- _Exercise brief_: Pick out every line in the data below that contains the string "stone" and copy each one. Case counts, so a line qualifies only if its capitalization matches.

- _Extracted records_:
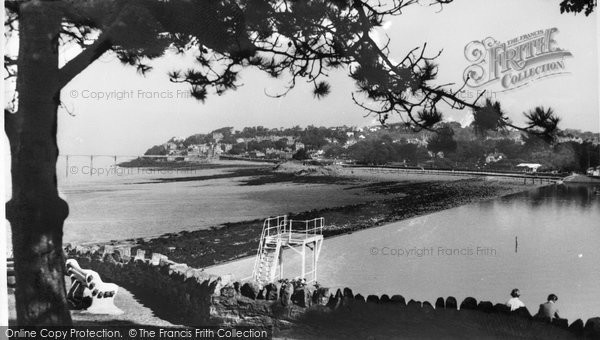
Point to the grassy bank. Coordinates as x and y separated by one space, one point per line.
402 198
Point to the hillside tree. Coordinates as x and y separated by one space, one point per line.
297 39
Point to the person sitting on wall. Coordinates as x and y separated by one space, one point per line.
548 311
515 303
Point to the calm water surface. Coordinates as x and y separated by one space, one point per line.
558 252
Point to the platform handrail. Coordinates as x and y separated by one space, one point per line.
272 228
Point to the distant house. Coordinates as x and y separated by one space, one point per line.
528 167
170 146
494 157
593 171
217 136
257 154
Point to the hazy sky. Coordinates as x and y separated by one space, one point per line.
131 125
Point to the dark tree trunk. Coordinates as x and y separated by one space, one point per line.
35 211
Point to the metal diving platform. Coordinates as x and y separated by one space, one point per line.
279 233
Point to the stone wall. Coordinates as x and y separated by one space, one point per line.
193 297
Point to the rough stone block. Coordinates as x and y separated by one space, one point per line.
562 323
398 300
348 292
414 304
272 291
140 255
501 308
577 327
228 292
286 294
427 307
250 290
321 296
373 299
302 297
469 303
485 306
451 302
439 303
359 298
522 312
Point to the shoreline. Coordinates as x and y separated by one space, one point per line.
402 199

---

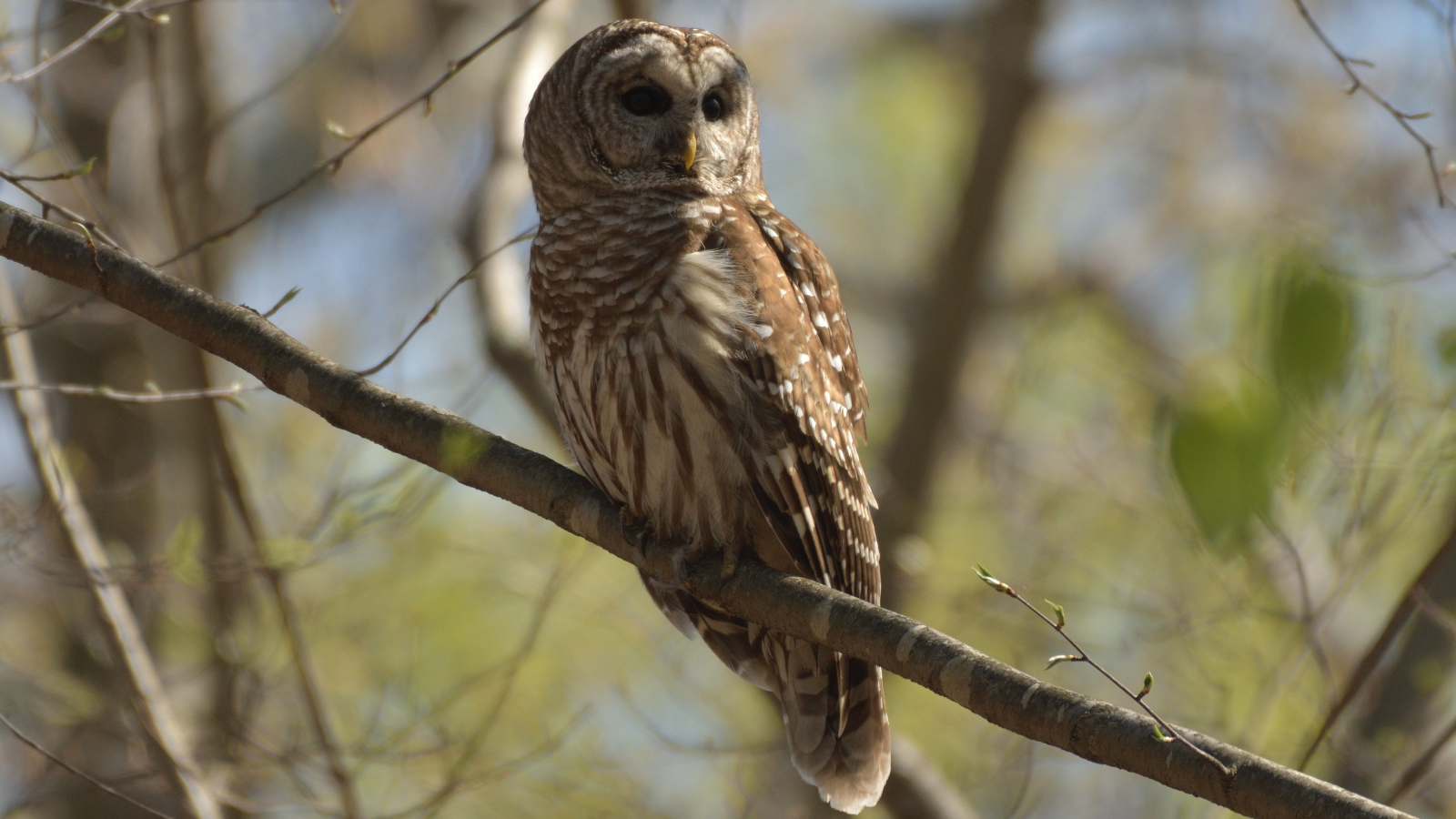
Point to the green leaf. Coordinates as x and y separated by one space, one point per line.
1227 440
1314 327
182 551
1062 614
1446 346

--

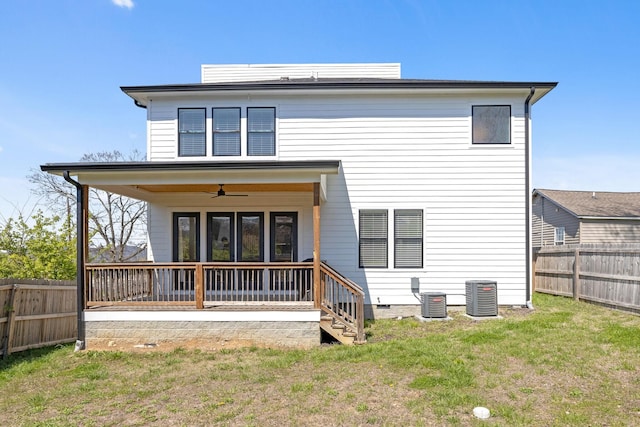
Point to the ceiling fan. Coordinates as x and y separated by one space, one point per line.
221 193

- _Task output_:
Point to the stone wall. Coordinates as x and y separated by one space, one point per line.
Point to the rough stone block. Coordinates as x and y separated by one space, one point per line.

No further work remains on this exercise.